● EXTRAIT CHOISI
================================

Antisémitisme: Ce que Sciences Po et les universités ne doivent plus accepter

Par Pierre-Henri de Menthon

INTERVIEW- Le président de la Licra, Mario Stasi, s’indigne des propos de certaines personnalités concernant Israël et Gaza. Et considère que Sciences Po et les universités ne devraient pas ouvrir leurs portes à ceux qui tiennent des discours revenant à stigmatiser les étudiants juifs. En ligne de mire: Judith Butler, Thomas Portes, Jean-Luc Mélenchon et Rima Hassan.

Mario Stasi est président de la Ligue internationale contre le racisme et l’antisémitisme (Licra).

La Licra estime que l’antisionisme professé dans certains établissements d’enseignement supérieur est une forme d’antisémitisme. AFP – EMMANUEL DUNAND

Challenges. Quel est l’ampleur du lien entre Gaza et la montée de l’antisémitisme en France ?

Mario Stasi. Ce lien préexiste au pogrom du 7 octobre et à la riposte armée israélienne qui s’en est suivie dans la bande de Gaza. On parle souvent d’ importation du conflit israélo-palestinien mais en réalité, cela fait près de 25 ans que la diabolisation de l’Etat d’Israël est diffuse dans la société française et que l’antisionisme est la forme privilégiée empruntée par l’antisémitisme. Cette dénonciation à outrance d’Israël, devenue pavlovienne chez certains militants, réserve un traitement inégalitaire à cet Etat sur lequel pèse des exigences qui ne pèsent sur aucun autre Etat démocratique.

================================

● OBJECTIF 1
Reproduisez le passage de l'entretien avec Mario Stasi qui commence par les mots contenant "Par Pierre-Henri de" et se termine par "et l’antisémitisme (Licra).".
● OBJECTIF 2
Dans l'entretien avec Mario Stasi, depuis combien de temps la diabolisation de l'État d'Israël est-elle diffuse dans la société française ?

================================

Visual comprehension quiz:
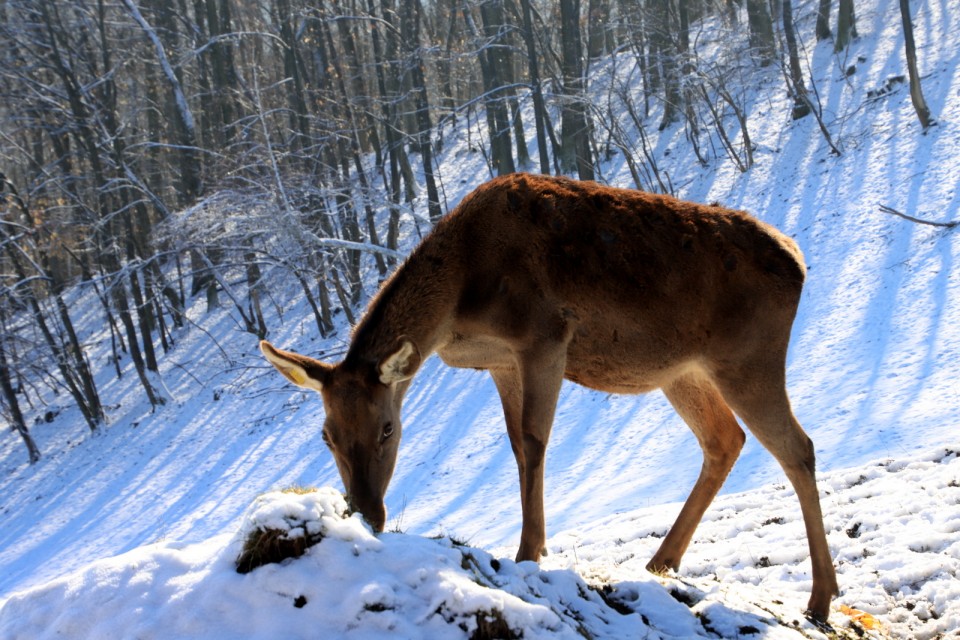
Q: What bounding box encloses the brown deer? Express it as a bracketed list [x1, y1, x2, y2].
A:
[260, 174, 838, 621]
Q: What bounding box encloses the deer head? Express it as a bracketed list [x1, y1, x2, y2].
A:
[260, 338, 421, 531]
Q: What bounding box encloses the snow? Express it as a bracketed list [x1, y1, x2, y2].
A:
[0, 449, 960, 639]
[0, 0, 960, 639]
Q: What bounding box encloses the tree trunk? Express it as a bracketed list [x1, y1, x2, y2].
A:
[900, 0, 935, 131]
[833, 0, 857, 53]
[474, 0, 517, 176]
[520, 0, 550, 175]
[747, 0, 774, 67]
[816, 0, 833, 42]
[781, 0, 810, 120]
[560, 0, 594, 180]
[400, 0, 443, 223]
[0, 302, 40, 464]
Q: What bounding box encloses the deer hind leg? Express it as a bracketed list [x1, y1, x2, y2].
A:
[647, 374, 744, 572]
[717, 368, 839, 622]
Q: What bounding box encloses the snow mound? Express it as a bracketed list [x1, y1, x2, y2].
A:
[0, 447, 960, 639]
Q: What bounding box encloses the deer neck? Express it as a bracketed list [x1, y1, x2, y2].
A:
[344, 245, 457, 372]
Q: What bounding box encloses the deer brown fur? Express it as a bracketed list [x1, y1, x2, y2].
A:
[261, 174, 837, 620]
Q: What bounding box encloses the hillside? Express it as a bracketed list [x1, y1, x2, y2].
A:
[0, 0, 960, 638]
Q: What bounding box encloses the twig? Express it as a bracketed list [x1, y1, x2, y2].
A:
[879, 204, 960, 229]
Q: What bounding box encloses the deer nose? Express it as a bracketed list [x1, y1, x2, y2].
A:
[346, 494, 387, 531]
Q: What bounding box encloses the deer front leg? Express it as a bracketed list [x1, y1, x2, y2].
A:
[490, 367, 526, 508]
[647, 374, 744, 573]
[515, 346, 566, 562]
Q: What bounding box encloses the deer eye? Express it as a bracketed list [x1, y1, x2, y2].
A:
[380, 422, 393, 441]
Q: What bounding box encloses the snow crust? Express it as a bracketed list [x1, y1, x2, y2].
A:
[0, 0, 960, 640]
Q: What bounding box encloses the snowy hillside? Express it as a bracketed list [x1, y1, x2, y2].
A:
[0, 0, 960, 638]
[0, 449, 960, 640]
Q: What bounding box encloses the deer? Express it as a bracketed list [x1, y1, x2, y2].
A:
[260, 173, 839, 623]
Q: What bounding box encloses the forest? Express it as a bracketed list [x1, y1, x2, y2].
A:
[0, 0, 935, 461]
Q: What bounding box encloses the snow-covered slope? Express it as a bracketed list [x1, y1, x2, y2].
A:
[0, 0, 960, 637]
[0, 449, 960, 640]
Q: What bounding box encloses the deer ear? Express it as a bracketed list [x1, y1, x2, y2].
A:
[377, 338, 420, 385]
[260, 340, 332, 391]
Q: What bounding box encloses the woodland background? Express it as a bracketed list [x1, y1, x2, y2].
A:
[0, 0, 932, 461]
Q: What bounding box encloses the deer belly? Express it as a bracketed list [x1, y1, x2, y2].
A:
[564, 335, 697, 394]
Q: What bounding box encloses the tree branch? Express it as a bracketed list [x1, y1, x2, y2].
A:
[879, 204, 960, 229]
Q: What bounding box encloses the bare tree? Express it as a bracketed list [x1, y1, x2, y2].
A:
[900, 0, 936, 131]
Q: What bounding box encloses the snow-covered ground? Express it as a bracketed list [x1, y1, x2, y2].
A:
[0, 448, 960, 640]
[0, 0, 960, 638]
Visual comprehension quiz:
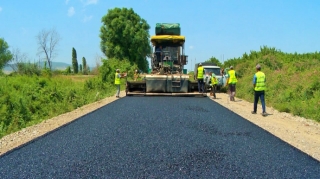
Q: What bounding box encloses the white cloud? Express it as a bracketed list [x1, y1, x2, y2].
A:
[82, 0, 99, 6]
[68, 7, 76, 17]
[83, 16, 93, 22]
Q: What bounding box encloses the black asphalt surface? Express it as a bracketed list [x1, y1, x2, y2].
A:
[0, 97, 320, 179]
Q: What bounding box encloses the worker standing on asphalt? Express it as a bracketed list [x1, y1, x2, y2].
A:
[226, 66, 238, 101]
[196, 63, 205, 93]
[210, 72, 218, 99]
[114, 69, 127, 98]
[251, 64, 267, 116]
[133, 70, 139, 81]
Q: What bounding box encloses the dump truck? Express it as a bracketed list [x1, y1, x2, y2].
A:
[126, 23, 206, 97]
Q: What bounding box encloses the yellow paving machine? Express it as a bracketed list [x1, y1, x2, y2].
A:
[126, 23, 207, 97]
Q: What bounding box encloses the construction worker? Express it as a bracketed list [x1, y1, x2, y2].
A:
[210, 72, 218, 99]
[251, 64, 268, 116]
[133, 70, 139, 81]
[114, 69, 127, 98]
[196, 63, 205, 93]
[226, 66, 238, 101]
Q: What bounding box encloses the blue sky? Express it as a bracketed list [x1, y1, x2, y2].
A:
[0, 0, 320, 70]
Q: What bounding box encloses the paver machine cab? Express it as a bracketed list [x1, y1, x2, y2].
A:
[126, 23, 204, 96]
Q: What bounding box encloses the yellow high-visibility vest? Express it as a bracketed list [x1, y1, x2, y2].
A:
[228, 70, 238, 84]
[114, 73, 120, 85]
[211, 77, 218, 85]
[197, 66, 203, 79]
[254, 71, 266, 91]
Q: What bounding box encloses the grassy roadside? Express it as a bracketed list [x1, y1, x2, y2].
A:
[0, 75, 124, 138]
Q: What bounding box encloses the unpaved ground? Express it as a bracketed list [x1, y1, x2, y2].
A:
[0, 92, 320, 161]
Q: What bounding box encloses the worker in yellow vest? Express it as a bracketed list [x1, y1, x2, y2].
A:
[114, 69, 127, 98]
[226, 66, 238, 101]
[133, 70, 139, 81]
[251, 64, 268, 116]
[210, 72, 218, 99]
[196, 63, 205, 93]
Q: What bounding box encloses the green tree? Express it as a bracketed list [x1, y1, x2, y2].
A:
[207, 57, 222, 67]
[0, 38, 12, 70]
[72, 47, 79, 74]
[36, 28, 61, 70]
[82, 57, 88, 75]
[100, 8, 151, 71]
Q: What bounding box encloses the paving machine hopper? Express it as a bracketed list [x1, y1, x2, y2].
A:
[126, 23, 206, 96]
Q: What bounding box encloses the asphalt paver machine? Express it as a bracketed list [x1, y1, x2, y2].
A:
[126, 23, 206, 96]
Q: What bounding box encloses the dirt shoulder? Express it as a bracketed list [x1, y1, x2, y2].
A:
[0, 91, 320, 161]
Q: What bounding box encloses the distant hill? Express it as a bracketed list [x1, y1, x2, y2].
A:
[3, 62, 71, 73]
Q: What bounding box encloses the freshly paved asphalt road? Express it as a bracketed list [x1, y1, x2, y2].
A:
[0, 97, 320, 179]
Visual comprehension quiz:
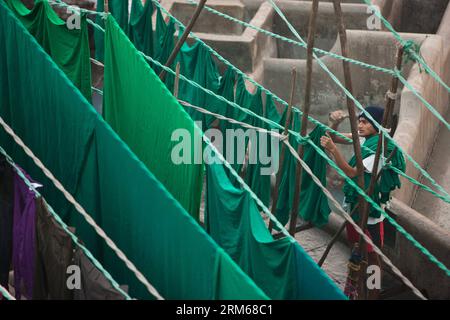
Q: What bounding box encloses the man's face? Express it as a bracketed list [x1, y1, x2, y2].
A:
[358, 117, 377, 138]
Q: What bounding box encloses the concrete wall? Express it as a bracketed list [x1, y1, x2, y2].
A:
[390, 199, 450, 300]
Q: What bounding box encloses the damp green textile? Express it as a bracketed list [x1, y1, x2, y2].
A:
[343, 134, 406, 221]
[153, 8, 175, 75]
[274, 111, 331, 227]
[5, 0, 92, 101]
[103, 18, 203, 219]
[0, 2, 267, 299]
[94, 0, 129, 61]
[205, 155, 345, 300]
[94, 0, 105, 61]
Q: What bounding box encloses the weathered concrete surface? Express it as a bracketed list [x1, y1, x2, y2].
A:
[170, 0, 246, 35]
[413, 110, 450, 230]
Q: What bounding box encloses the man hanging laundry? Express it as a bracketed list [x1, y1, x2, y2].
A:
[320, 106, 405, 299]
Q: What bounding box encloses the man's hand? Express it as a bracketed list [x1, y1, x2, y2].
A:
[320, 132, 336, 154]
[328, 110, 348, 126]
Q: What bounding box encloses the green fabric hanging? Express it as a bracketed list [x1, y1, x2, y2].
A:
[343, 134, 406, 222]
[130, 0, 154, 56]
[108, 0, 129, 35]
[94, 0, 130, 62]
[0, 1, 267, 300]
[205, 154, 345, 299]
[5, 0, 92, 101]
[103, 15, 203, 219]
[177, 42, 220, 128]
[94, 0, 105, 61]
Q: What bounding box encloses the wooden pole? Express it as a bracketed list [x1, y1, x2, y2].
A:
[173, 62, 180, 98]
[159, 0, 207, 81]
[359, 47, 403, 298]
[269, 67, 297, 231]
[333, 0, 367, 298]
[289, 0, 319, 235]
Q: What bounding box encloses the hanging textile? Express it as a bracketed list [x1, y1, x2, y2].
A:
[177, 42, 219, 125]
[343, 134, 406, 222]
[0, 1, 267, 299]
[73, 248, 125, 300]
[0, 155, 14, 288]
[5, 0, 92, 101]
[273, 110, 331, 227]
[94, 0, 129, 62]
[33, 198, 74, 300]
[205, 153, 345, 300]
[130, 0, 154, 56]
[103, 15, 202, 219]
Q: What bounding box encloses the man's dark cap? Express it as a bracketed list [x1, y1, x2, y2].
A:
[358, 106, 384, 132]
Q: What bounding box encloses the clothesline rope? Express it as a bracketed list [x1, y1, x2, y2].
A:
[188, 0, 395, 76]
[0, 285, 16, 300]
[0, 146, 131, 300]
[178, 99, 450, 203]
[49, 0, 450, 205]
[58, 1, 450, 275]
[48, 0, 450, 275]
[267, 0, 450, 197]
[147, 0, 450, 199]
[0, 117, 163, 300]
[200, 108, 427, 300]
[180, 97, 450, 276]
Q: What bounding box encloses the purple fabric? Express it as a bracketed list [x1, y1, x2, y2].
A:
[13, 173, 36, 299]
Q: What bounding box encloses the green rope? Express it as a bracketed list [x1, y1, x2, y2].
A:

================================

● CORRIGÉ 1
Par Pierre-Henri de Menthon

INTERVIEW- Le président de la Licra, Mario Stasi, s’indigne des propos de certaines personnalités concernant Israël et Gaza. Et considère que Sciences Po et les universités ne devraient pas ouvrir leurs portes à ceux qui tiennent des discours revenant à stigmatiser les étudiants juifs. En ligne de mire: Judith Butler, Thomas Portes, Jean-Luc Mélenchon et Rima Hassan.

Mario Stasi est président de la Ligue internationale contre le racisme et l’antisémitisme (Licra).

● CORRIGÉ 2
Depuis près de 25 ans.